- _PROBLEM_
Return, from the data that follows, each line that holds the word "seat".

-*-

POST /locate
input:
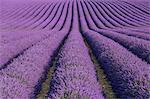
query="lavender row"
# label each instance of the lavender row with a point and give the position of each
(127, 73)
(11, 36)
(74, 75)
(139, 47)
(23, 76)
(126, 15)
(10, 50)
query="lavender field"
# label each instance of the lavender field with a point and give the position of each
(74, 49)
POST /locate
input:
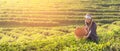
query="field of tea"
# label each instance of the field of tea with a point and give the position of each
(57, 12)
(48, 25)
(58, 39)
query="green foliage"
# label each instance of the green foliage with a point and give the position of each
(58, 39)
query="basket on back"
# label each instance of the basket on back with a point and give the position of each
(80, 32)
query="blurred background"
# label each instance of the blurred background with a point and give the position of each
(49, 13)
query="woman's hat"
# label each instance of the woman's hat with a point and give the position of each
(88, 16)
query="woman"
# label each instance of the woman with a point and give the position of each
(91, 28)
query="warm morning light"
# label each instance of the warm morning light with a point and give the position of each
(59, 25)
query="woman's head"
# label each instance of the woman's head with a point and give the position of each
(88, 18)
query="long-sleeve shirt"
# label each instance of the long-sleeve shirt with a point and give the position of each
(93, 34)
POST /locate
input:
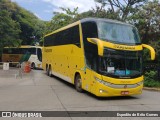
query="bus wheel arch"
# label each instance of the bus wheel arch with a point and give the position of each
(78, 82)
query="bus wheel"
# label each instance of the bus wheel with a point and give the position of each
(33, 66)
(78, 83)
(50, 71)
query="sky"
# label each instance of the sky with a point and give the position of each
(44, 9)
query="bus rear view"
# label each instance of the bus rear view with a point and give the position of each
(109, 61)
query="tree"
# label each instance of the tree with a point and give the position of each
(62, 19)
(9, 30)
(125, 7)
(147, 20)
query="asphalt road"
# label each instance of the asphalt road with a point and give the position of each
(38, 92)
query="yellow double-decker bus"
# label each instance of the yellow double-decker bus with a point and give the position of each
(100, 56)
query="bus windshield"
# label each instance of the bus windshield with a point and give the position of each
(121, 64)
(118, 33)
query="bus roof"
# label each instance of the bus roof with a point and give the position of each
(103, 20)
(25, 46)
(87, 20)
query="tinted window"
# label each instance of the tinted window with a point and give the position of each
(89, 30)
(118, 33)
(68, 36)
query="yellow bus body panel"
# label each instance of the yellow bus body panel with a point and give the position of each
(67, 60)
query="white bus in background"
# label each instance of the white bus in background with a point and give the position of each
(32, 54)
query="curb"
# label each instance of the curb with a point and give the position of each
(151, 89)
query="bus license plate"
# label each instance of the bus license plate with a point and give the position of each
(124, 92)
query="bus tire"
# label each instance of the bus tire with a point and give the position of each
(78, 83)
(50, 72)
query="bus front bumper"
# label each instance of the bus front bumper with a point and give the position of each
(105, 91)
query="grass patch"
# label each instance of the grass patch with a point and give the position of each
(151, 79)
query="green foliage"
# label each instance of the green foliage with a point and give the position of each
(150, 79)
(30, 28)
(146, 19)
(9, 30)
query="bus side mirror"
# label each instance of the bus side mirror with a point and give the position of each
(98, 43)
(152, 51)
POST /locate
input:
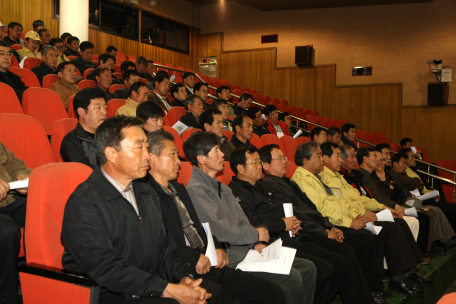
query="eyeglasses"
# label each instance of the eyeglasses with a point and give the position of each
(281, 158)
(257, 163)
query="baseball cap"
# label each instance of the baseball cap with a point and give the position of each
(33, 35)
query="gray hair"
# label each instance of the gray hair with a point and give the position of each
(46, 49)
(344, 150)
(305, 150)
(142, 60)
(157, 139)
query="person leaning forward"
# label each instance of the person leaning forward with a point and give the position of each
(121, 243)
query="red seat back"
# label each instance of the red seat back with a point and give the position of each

-*-

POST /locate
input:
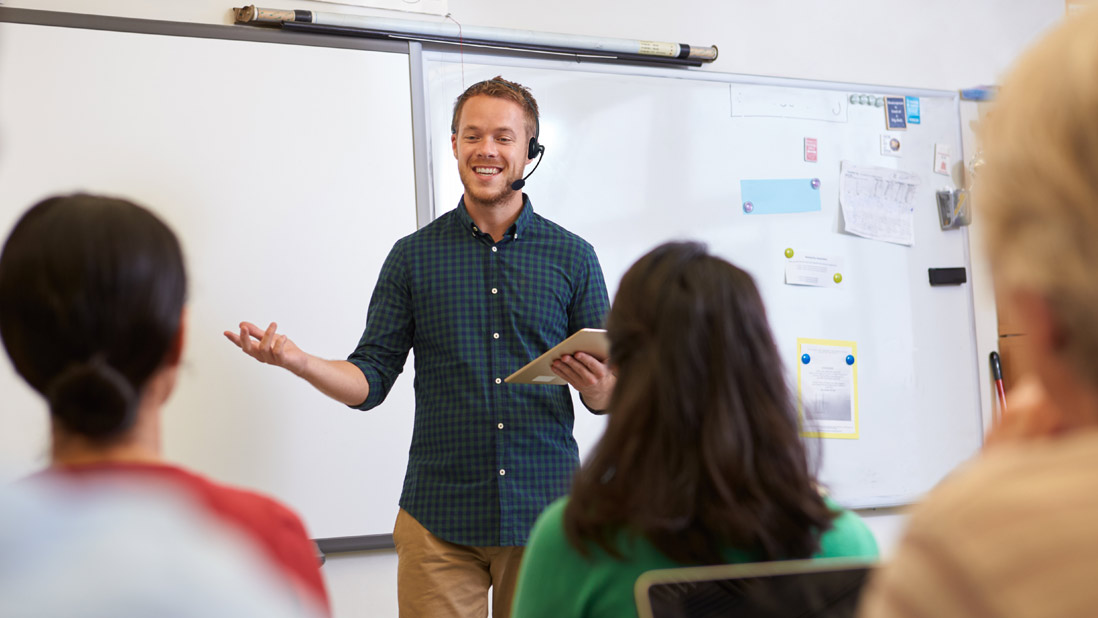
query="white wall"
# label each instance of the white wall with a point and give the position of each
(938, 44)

-*-

- _EXERCISE SOLUTION_
query="red seat back"
# label each instance of the red seat back with a point and give the position of each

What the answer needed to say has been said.